**Passage provided:**
#####

# Q: about EQUAFLEECE



## Jeanie (Jan 23, 2012)

Did I read right somewhere or was I dreaming it? That people put Equafleece jumpers on their dogs in the winter after their baths to keep them warm and to help dry them?? 


Jeanie 😉
http://pdgm.pitapata.com/xfpV.png?Q1pT6eHd


----------



## lola24 (Aug 14, 2011)

Yep! Lola has a suit and a jumper- she uses them for snowy walks to keep warm and snowball- free, PJ's when its chilly, after a wet walk to keep warm and get dry and after a bath for the same reasons. Actually, she has been pretty much living in her suit the last couple of weeks as it is so cold and we are doing some building work at home so heating is limited!! She lurves her equafleece's


----------



## ajk (Nov 8, 2011)

We have just bought the dog suit for Alfie as well as getting our prize!

Sent from my Lumia 900 using Board Express


----------



## Tressa (Aug 31, 2010)

Yes, Jeanie - they have loads of uses


----------



## Jeanie (Jan 23, 2012)

Brilliant. Thanks guys. 
Want to give her a bath tomorrow but usually I leave her dry naturally with a walk. 
But temp dropped this morning to 0degrees. So want to make sure she keeps warm. 

Thanks again x 


Jeanie x


----------



## Kess (Feb 22, 2012)

I use equafleeces for my cocker and cavalier. They're fab.


----------



## sugerlump (Oct 6, 2012)

is there any one place on line where every one gets the aquafleece, so i can go there and see just what they look like and prices,,,,,,,,,,lumpy


----------



## Tressa (Aug 31, 2010)

www.equafleece.co.uk/
Here is the web address with all the different designs etc. Hope it helps to give an idea. They don't look anything very wonderful at all when you see them, but they really do their job very well - it surprised me how dry it keeps Teddy, even if really wet environments.


----------



## Von (Nov 1, 2012)

Meadow and Jenna both have equafleeces, they are great for keeping them dry when it's raining, and drying them off when they have got wet. We use them a lot when we are away in our camper as the dogs spend a quite a bit of time lounging around outside the van , the fleeces stop them from getting cold from the ground, particularly grass.

Here is Meadow in her fleece when she was 10 weeks, we were staying on the Isle of Wight, the fleeces were great on the beach when it was windy and chilly. Not a brilliant photo as M looks as tho she has 2 tails! One is the chew stick she 'borrowed' from Jenna.


----------



## loopyloo (Aug 18, 2012)

Doesn't Meadow look gorgeous in her fleece


----------



## Jeanie (Jan 23, 2012)

Little cutie, 

Well I showered Tilly the other day and put on the fleece straight away. Couldn't believe how fast she dried but on the downside she got loads of matts. So never again. 
It took me 2.15 hours to remove the matts over 2 days. 
She was allergic the poor thing, 


Jeanie x


----------



## caradunne (Nov 29, 2010)

I don't think the Equafleece caused the matts, if I brush Izzy prior to bathing she dries fantastically wearing the Equafleece, the only downside is that the fur is quite flat, not fluffy and seems to matt less.

#####

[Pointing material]
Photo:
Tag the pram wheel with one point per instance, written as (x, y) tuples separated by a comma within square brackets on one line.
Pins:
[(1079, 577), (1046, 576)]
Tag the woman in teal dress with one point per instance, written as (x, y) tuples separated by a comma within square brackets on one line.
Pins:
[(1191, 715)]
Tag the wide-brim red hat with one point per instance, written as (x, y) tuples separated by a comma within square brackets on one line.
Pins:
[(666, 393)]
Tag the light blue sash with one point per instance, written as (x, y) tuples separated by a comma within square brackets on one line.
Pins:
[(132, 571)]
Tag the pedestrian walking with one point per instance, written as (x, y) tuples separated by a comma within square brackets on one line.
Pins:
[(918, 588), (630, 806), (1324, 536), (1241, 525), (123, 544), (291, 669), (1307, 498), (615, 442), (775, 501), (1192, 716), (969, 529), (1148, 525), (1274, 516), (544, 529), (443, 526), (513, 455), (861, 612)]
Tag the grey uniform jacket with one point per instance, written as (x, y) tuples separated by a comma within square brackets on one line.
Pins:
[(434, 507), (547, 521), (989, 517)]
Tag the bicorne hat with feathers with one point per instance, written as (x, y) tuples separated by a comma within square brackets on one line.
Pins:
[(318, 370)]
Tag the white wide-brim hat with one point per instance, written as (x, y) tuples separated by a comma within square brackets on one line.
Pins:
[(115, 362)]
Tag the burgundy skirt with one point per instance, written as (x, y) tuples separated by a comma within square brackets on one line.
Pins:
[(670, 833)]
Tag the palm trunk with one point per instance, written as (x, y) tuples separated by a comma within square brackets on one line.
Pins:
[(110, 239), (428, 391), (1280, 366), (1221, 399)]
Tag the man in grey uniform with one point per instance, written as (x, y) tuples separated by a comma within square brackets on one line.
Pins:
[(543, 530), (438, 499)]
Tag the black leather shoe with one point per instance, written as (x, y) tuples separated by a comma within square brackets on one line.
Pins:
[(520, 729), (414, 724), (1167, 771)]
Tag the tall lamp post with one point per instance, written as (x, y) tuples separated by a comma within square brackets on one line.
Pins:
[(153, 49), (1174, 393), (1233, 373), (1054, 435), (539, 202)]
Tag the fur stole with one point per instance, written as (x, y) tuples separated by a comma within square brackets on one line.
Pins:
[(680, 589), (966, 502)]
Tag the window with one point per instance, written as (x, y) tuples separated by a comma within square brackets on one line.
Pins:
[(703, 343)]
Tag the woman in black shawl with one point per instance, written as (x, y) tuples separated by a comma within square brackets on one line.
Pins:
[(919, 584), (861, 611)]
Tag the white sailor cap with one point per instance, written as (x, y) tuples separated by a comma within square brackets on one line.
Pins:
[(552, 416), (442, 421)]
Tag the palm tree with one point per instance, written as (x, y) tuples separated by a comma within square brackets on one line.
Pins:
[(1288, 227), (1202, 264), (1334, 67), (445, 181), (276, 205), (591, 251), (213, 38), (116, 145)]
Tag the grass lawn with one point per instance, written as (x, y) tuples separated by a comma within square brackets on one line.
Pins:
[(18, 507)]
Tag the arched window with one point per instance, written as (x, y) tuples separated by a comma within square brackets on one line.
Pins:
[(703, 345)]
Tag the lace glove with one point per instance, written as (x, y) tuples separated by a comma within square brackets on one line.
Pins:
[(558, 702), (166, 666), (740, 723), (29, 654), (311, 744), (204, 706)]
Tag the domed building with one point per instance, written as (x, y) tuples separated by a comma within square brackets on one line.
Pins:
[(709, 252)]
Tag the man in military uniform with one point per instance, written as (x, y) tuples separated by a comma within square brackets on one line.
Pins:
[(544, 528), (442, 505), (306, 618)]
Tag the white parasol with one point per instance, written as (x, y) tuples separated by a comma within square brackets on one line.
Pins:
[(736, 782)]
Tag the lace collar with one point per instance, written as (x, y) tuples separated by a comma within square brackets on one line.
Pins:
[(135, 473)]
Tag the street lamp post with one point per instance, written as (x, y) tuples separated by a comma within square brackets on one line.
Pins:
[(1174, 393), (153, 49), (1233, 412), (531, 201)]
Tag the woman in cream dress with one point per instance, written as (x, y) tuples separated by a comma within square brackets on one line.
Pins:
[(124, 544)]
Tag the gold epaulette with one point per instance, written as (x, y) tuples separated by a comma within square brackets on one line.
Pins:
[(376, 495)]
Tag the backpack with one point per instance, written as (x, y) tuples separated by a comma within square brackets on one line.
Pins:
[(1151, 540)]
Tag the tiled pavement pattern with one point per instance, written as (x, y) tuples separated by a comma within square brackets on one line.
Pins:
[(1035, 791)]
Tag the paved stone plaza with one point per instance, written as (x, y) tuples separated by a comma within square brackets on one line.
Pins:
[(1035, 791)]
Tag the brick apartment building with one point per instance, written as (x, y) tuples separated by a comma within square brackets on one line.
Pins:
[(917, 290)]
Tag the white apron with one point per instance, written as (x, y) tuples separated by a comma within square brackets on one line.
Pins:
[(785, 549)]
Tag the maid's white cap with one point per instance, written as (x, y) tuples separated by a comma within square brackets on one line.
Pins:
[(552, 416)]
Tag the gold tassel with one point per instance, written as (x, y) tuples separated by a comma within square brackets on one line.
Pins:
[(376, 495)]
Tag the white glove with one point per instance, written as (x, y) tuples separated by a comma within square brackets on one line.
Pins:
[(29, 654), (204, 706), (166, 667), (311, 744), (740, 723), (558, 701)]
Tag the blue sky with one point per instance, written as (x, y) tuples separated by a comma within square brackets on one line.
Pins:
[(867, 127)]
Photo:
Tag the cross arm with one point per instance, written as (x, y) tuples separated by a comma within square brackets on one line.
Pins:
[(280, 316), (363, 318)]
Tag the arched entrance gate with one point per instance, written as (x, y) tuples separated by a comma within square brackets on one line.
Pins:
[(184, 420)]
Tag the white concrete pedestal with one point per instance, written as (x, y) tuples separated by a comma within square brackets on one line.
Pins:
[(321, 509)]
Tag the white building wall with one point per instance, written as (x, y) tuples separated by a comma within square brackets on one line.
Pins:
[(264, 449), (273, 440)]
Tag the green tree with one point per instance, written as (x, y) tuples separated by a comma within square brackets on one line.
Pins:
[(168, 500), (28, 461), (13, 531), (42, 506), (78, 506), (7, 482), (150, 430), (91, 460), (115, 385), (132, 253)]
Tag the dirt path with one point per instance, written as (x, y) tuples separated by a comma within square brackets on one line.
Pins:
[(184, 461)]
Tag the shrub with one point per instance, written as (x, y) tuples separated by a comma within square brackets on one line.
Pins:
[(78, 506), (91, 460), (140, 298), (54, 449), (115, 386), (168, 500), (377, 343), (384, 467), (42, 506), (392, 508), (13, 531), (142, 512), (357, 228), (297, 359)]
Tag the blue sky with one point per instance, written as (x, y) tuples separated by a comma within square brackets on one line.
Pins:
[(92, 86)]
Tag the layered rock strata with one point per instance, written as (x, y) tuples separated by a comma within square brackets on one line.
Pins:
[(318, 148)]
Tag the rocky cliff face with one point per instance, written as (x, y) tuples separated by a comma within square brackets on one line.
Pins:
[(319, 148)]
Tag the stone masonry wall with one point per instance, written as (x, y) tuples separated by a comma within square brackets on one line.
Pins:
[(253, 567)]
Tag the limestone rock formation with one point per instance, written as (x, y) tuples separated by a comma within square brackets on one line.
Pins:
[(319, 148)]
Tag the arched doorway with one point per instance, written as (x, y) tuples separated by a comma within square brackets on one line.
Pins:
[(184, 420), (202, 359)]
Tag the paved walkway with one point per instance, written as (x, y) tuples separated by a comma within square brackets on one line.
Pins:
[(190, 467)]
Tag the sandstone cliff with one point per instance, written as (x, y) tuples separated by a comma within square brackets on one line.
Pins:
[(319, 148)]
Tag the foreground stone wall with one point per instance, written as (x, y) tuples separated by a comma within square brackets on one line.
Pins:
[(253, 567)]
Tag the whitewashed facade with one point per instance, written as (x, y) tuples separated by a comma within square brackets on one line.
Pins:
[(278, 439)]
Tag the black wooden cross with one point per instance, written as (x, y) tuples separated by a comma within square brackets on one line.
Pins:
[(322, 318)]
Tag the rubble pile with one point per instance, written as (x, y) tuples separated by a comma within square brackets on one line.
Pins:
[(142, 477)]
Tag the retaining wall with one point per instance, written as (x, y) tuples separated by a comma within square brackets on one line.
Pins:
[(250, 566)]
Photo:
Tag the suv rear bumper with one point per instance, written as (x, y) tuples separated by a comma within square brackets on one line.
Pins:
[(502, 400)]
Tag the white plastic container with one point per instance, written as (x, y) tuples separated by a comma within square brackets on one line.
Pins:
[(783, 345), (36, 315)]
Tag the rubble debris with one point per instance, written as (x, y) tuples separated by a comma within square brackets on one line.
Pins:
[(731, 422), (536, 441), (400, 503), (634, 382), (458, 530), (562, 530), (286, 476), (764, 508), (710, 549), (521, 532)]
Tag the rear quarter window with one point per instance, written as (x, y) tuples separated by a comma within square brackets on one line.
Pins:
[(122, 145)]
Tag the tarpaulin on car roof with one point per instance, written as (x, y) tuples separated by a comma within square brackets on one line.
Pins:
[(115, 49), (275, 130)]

#####

**Task to carry out:**
Using the Equafleece thread, decide whether each of statements 1–3 agrees with it. Answer yes or no for each and quote the deciding words. 1. Jeanie usually lets her dog dry naturally with a walk after a bath. 2. Tressa says the Equafleece designs look very wonderful when you see them. 3. caradunne believes the Equafleece caused the matts.

**Result for this exercise:**
1. Yes: "usually I leave her dry naturally with a walk."
2. No: "They don't look anything very wonderful at all when you see them"
3. No: "I don't think the Equafleece caused the matts"